#### [WRITTEN TASK]
Using the post on exactly-once semantics in Apache Kafka below, decide whether each statement agrees with it, answering yes or no and quoting the words of the post that settle each one. (a) Exactly-once semantics first appeared in Apache Kafka 0.11. (b) Before Kafka 2.5, a producer in a fatal error state could resume by having the broker restart. (c) Several producers can be active at once under the same transactional ID.

--- START EXTRACT ---

[Webinar + Demo] BMW Group’s Omnichannel Transformation Using Data Streaming | Join!

Improved Robustness and Usability of Exactly-Once Semantics in Apache Kafka

This blog post talks about the recent improvements on exactly-once semantics (EOS) to make it simpler to use and more resilient. EOS was first released in Apache Kafka® 0.11 and experienced enormous adoption; however, due to its complex nature, various production use cases within the community have shown operational and development challenges. The Kafka 2.5 release delivered two important EOS improvements, specifically, KIP-360 and KIP-447.

Background

EOS is a framework that allows stream processing applications such as Kafka Streams to process data through Kafka without loss or duplication. This ensures that computed results are always accurate. This blog post primarily focuses on the resiliency related to the transactional guarantee between producers and brokers, instead of every detail of EOS. For the full background on the architecture and semantics of EOS, see the blog post Transactions in Apache Kafka or the comprehensive design KIP, which dives deep into the EOS framework step by step.

Enhanced error handling

When using EOS, the producer and broker both have logic to determine whether it is safe for a producer to continue to send data without violating the exactly-once guarantees. Prior to Kafka 2.5, if either the producer or broker was ever not able to make this determination, the producer would enter a fatal error state. The only way to continue processing was to close the producer and create a new one. This process is generally very disruptive to client applications. For example, if a producer fails in Kafka Streams, then the associated task needs to be migrated, which causes a rebalance of the full workload. This results in throughput drop until the rebalance is complete.

To address this issue, KIP-360 added a mechanism for producers to automatically recover when they encounter these cases and continue processing. To better understand how it works, the following describes some of the situations that can cause fatal errors.

Each producer is configured with a transactional ID, which is a descriptive string provided by the user that uniquely identifies the producer instance across process restarts. For each transactional ID, there can be only one active producer at a time. Any other producers attempting to produce using the same transactional ID need to be fenced to block writes. The transactional ID therefore provides a single-writer guarantee.

--- END EXTRACT ---
--- START DATA SECTION ---

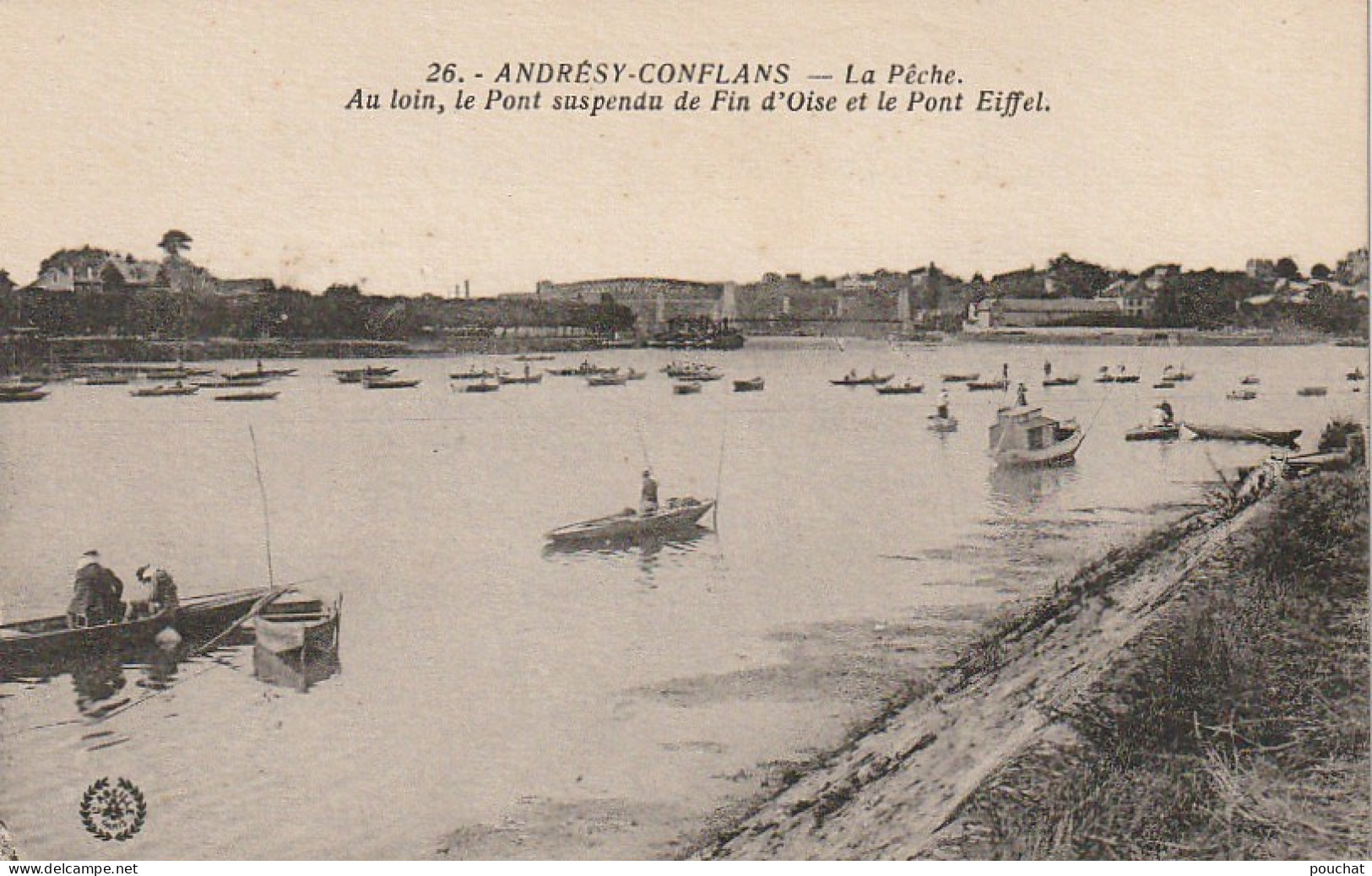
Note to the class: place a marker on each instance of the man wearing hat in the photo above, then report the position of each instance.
(96, 594)
(648, 498)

--- END DATA SECTION ---

#### [EXERCISE OUTPUT]
(a) Yes: "EOS was first released in Apache Kafka® 0.11"
(b) No: "The only way to continue processing was to close the producer and create a new one."
(c) No: "For each transactional ID, there can be only one active producer at a time."